### Work instructions
Rewrite every line of the records below with "marker" changed to "dot" wherever it occurs, leaving all other text as it is. Omit the pictures from your version.

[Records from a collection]

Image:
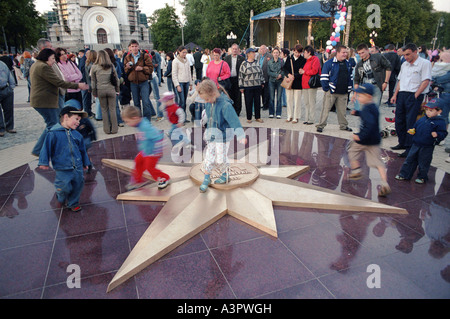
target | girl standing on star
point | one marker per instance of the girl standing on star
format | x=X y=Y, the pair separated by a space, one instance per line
x=222 y=124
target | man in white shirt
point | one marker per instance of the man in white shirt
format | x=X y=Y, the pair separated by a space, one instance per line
x=413 y=83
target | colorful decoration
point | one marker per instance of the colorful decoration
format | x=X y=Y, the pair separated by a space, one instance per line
x=338 y=25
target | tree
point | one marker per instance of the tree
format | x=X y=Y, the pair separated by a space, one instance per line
x=165 y=29
x=22 y=24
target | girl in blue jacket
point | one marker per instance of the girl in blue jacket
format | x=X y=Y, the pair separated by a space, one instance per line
x=222 y=124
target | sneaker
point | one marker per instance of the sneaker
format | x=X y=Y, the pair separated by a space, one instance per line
x=163 y=184
x=354 y=176
x=76 y=208
x=384 y=190
x=132 y=186
x=419 y=181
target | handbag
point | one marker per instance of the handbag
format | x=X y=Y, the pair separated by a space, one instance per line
x=314 y=81
x=225 y=83
x=287 y=82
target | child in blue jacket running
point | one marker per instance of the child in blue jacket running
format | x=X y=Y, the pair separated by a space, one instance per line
x=64 y=147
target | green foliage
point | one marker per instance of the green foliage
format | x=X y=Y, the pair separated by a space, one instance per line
x=22 y=24
x=210 y=21
x=165 y=29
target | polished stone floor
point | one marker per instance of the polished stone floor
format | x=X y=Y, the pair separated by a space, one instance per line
x=318 y=253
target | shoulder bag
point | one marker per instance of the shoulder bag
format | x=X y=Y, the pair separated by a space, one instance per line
x=287 y=82
x=225 y=83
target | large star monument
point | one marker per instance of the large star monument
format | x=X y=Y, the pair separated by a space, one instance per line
x=249 y=196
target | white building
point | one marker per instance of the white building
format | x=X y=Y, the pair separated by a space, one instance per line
x=97 y=23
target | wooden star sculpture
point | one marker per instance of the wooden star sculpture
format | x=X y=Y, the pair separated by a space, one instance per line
x=249 y=196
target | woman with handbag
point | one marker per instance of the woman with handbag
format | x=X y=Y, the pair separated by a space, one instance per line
x=218 y=70
x=291 y=69
x=251 y=80
x=105 y=85
x=310 y=82
x=274 y=69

### Response to this task
Image:
target | girl standing on star
point | one dot per instance of the girl standing on star
format | x=X y=Y, the pair separated by a space, one instance per line
x=222 y=124
target | man in white shirt
point | one dot per instance of the man in white shirt
format | x=X y=Y, the pair separated by a space, one instance per line
x=413 y=83
target | colorful decoration
point | one dot per instance of the colorful decoration
format | x=X y=Y, the pair separated by a space, one instance per line
x=338 y=25
target | tree
point | one dot per instance of the tree
format | x=X y=Y, the pair separated by a space, one instance per line
x=165 y=29
x=22 y=24
target | girl in blue jacket
point | one dot per instance of the girl in blue jacket
format | x=X y=Y, the pair separated by a space, one instance per line
x=222 y=124
target | sneaker
point | one dot per instance of the sneaker
format | x=X y=Y, the pair separated by a space, one instance per line
x=163 y=184
x=354 y=176
x=76 y=208
x=384 y=190
x=132 y=186
x=419 y=181
target | handbag
point | one dot per instance of the handbag
format | x=X y=Y, the pair separated by a space, one instance per line
x=314 y=81
x=225 y=83
x=287 y=82
target | child in blue jacket running
point | one dot per instance of the child in blue jacket running
format | x=X y=Y, the pair separated by a space, one instance per line
x=64 y=147
target | green foliage
point | one dot per instance of the green foliage
format | x=X y=Y, the pair separated by a space, one instance per line
x=22 y=24
x=210 y=21
x=165 y=29
target | polished stone floor
point | one dot per instance of the polished stone floor
format | x=X y=Y, the pair separated by a space, one instance per line
x=318 y=253
target | shoulder bag
point | one dot per instance of the shoulder bag
format | x=X y=Y, the pair separated by a space, one instance per line
x=287 y=82
x=225 y=83
target | large star monument
point | one dot per instance of the large star monument
format | x=X y=Y, the pair separated by a space, one instance per line
x=249 y=196
target | white building
point | one dot per instance of the white building
format | x=X y=Y, the pair separated by a space, one instance per line
x=97 y=23
target | wooden star sculpture
point | one dot per instance of the wooden star sculpture
format | x=X y=Y, the pair separated by a space, one instance per line
x=249 y=196
target | woman with handbag
point | one dot per instance of the woman with handbag
format | x=X y=Y, the pair separated by a space, one instance per line
x=218 y=70
x=291 y=69
x=251 y=80
x=105 y=85
x=310 y=82
x=274 y=69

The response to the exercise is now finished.